**TO DO**:
Beginning at the line containing "Mark each instance of the wispy", output every line to the end of the data below exactly as it appears.

[Extracted data entries]
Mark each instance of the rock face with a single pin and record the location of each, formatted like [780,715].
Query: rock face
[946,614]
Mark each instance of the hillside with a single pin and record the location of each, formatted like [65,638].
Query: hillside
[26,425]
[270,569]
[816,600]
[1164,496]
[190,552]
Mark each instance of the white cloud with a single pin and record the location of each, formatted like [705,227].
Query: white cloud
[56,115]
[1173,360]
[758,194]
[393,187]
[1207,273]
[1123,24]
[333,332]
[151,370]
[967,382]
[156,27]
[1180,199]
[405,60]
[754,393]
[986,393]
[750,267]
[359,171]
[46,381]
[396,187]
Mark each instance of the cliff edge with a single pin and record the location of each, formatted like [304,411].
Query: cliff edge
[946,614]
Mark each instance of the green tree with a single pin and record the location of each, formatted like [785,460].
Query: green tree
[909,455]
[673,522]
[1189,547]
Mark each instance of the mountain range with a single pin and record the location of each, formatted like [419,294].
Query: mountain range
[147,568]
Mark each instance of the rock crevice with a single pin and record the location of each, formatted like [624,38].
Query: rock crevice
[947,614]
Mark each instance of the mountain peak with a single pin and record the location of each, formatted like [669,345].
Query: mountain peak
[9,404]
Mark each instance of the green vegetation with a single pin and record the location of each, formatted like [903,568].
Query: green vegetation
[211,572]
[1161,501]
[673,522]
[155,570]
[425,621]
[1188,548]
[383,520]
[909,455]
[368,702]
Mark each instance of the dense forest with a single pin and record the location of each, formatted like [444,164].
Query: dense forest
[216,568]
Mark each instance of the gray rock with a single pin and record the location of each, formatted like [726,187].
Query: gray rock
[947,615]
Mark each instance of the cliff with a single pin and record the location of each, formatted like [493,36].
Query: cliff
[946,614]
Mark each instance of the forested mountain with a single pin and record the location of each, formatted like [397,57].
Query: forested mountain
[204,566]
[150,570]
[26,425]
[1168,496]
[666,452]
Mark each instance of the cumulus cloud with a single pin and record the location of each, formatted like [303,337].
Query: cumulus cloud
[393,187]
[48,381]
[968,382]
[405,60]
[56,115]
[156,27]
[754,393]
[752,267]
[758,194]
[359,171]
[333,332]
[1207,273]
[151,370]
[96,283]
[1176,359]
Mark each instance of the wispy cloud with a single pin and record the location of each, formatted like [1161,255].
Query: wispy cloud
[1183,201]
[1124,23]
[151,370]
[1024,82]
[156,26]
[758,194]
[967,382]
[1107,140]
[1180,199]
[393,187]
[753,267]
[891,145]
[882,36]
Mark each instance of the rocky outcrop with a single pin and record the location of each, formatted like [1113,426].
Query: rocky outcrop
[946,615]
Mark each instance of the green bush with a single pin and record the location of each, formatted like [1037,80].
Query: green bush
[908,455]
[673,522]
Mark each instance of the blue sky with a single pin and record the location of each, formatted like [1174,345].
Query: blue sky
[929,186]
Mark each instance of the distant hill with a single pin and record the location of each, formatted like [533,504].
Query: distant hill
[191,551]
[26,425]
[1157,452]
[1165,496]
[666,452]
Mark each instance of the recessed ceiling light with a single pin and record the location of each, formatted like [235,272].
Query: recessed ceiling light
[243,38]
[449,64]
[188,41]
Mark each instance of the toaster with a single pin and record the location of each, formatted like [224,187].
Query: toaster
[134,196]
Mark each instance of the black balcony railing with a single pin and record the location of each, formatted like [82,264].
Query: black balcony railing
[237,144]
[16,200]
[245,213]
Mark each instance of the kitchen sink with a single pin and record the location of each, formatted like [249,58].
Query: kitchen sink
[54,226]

**TASK RESPONSE**:
Mark each instance of the wispy cloud with a single pin and record the location of each, formatted like [1161,255].
Query: wispy cloud
[1183,201]
[1124,23]
[151,370]
[1024,82]
[156,26]
[758,194]
[967,382]
[1107,140]
[1180,199]
[393,187]
[753,267]
[891,145]
[882,36]
Mark each instance of the rocky outcrop with a single pin and record the location of each, formatted like [1113,426].
Query: rocky outcrop
[946,615]
Mark each instance of the green bush with a single pin and record the location of each, formatted like [1037,80].
Query: green bush
[908,455]
[673,522]
Mark each instance of the blue sky with a single pin and record the location of each, formatted like [1174,345].
Query: blue sky
[929,186]
Mark each instance of the distant hill with a single pin and record the location of each, formatted like [533,504].
Query: distant hill
[191,551]
[26,425]
[1157,452]
[1165,496]
[666,452]
Mark each instance of the recessed ceiling light with a single pin and record the location of each, formatted like [235,272].
Query: recessed ceiling light
[243,38]
[449,64]
[188,41]
Mark each instance of the toaster with a single pin and record the location of each, formatted like [224,187].
Query: toaster
[134,196]
Mark each instance of the black balcony railing with a single pin and record the location of each, formatted like [82,264].
Query: black balcony railing
[237,144]
[16,200]
[245,213]
Mark each instance of the kitchen sink with a single pin and record the location of each, formatted like [249,58].
Query: kitchen sink
[54,226]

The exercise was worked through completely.